# [What the exercise asks]
Could you copy out every line of the data where the word "wall" occurs?

# [Provided entries]
************

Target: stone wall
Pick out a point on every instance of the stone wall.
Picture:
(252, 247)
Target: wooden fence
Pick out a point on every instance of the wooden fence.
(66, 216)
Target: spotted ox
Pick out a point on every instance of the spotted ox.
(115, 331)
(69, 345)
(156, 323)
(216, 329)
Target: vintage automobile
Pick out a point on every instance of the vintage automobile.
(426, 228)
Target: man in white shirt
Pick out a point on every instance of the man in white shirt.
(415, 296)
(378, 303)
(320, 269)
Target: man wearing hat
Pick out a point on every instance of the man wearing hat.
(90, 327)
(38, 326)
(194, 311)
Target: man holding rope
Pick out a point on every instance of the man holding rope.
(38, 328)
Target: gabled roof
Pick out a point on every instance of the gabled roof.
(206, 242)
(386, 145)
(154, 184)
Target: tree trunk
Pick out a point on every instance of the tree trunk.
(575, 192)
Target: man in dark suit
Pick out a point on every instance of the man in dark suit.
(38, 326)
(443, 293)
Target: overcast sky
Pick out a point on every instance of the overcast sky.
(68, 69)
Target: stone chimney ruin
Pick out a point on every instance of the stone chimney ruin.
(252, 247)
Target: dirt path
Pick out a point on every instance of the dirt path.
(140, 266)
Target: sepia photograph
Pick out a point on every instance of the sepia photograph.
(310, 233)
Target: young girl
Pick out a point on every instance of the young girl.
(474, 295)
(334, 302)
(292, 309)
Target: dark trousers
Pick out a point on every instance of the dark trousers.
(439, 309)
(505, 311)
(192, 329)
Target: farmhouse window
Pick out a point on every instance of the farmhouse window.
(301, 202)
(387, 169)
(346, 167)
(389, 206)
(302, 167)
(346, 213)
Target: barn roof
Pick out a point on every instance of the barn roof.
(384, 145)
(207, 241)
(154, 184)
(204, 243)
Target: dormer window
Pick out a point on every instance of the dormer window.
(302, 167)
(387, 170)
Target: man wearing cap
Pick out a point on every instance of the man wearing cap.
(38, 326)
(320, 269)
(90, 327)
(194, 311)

************

# [Expected output]
Target: stone wall
Pick out a point on every instance of the stone wall.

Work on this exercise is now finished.